* Task material:
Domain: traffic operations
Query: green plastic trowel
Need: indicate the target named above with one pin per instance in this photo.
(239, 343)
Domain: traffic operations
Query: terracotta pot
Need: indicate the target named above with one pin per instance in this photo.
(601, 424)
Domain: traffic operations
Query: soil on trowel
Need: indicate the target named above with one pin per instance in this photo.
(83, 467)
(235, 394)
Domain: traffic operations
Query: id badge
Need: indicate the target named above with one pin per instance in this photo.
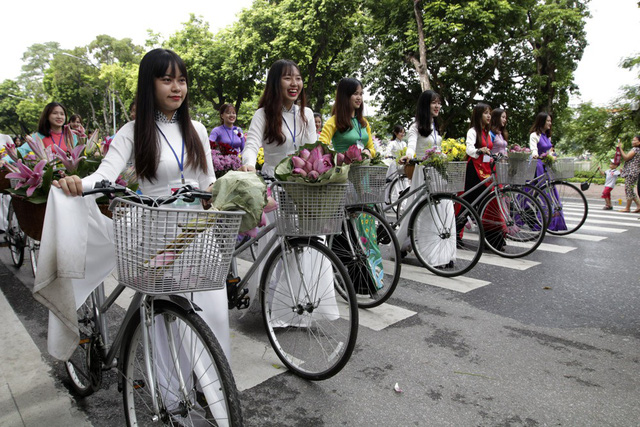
(181, 204)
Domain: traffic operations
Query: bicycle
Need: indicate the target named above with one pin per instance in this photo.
(559, 194)
(172, 368)
(367, 245)
(312, 331)
(514, 223)
(436, 218)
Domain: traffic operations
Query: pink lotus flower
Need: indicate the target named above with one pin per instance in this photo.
(322, 165)
(298, 163)
(12, 151)
(353, 154)
(28, 177)
(299, 171)
(316, 154)
(37, 146)
(304, 154)
(70, 163)
(308, 166)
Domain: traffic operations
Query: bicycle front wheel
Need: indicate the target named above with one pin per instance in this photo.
(370, 252)
(568, 207)
(514, 222)
(16, 238)
(309, 308)
(446, 235)
(84, 367)
(191, 379)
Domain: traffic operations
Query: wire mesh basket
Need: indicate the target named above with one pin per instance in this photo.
(366, 185)
(166, 251)
(309, 209)
(514, 171)
(451, 182)
(563, 168)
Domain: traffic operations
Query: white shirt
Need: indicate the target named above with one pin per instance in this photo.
(418, 144)
(274, 153)
(610, 177)
(534, 138)
(121, 152)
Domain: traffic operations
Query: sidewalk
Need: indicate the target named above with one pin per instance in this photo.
(28, 394)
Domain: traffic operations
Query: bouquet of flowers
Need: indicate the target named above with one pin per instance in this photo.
(548, 158)
(34, 172)
(516, 152)
(316, 164)
(225, 158)
(435, 159)
(454, 149)
(260, 159)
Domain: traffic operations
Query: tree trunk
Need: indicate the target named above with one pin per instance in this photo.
(421, 63)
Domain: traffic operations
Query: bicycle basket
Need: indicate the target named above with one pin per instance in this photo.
(451, 182)
(563, 168)
(366, 185)
(309, 209)
(167, 251)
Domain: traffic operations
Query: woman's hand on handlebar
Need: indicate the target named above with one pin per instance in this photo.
(70, 185)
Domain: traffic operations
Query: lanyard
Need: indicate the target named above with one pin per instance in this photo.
(181, 160)
(59, 143)
(435, 135)
(229, 134)
(359, 128)
(293, 134)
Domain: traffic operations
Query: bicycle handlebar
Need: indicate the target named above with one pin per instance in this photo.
(186, 193)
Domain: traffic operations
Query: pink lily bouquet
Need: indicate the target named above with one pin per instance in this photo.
(314, 164)
(516, 152)
(34, 172)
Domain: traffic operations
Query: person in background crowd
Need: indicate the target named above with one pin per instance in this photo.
(318, 119)
(611, 175)
(498, 132)
(227, 133)
(50, 126)
(347, 125)
(539, 144)
(631, 173)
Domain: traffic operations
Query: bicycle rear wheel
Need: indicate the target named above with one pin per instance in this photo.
(446, 235)
(370, 252)
(16, 238)
(312, 330)
(514, 223)
(569, 208)
(398, 187)
(184, 350)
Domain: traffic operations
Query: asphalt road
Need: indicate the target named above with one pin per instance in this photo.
(552, 339)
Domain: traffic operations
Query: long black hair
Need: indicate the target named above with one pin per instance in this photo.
(538, 124)
(44, 127)
(155, 64)
(342, 106)
(423, 112)
(271, 100)
(496, 123)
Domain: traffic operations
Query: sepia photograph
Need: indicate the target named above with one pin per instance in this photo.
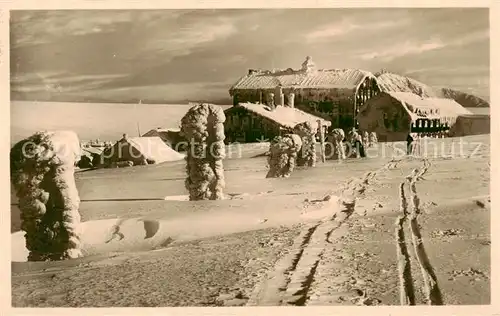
(250, 157)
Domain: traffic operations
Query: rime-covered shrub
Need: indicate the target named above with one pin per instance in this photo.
(337, 137)
(203, 127)
(373, 139)
(307, 154)
(283, 151)
(42, 173)
(366, 139)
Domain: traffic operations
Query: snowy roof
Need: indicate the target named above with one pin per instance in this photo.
(282, 115)
(431, 108)
(303, 78)
(158, 130)
(93, 150)
(154, 148)
(389, 82)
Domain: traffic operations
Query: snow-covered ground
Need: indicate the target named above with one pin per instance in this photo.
(324, 236)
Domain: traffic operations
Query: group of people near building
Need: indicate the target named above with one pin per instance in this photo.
(359, 141)
(413, 141)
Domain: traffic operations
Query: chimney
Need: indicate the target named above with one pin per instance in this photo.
(270, 100)
(291, 99)
(280, 97)
(420, 92)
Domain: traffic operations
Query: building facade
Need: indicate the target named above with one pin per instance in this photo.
(255, 122)
(392, 115)
(335, 95)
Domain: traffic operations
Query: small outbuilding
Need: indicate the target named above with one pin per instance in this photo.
(332, 94)
(254, 122)
(466, 125)
(170, 136)
(139, 151)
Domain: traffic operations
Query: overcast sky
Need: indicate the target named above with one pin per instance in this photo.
(176, 55)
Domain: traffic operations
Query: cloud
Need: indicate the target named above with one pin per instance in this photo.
(183, 39)
(346, 26)
(403, 49)
(165, 52)
(412, 47)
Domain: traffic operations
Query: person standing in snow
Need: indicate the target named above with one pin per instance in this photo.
(409, 141)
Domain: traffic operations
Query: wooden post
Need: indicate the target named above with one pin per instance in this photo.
(321, 141)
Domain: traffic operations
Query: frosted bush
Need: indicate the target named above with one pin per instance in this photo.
(42, 174)
(203, 127)
(283, 151)
(307, 154)
(338, 136)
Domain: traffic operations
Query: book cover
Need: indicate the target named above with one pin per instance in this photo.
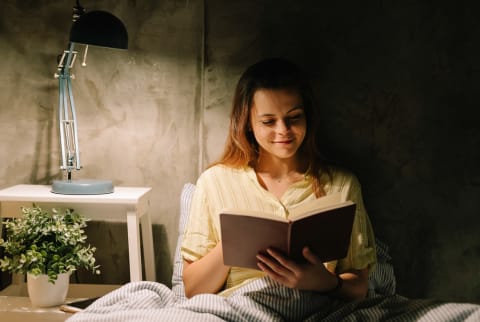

* Stated problem:
Identify every line in the entries above that contains the word "pink", and copy each such line in full.

* Task solution:
Query: pink lotus flower
Query: pink lily bouquet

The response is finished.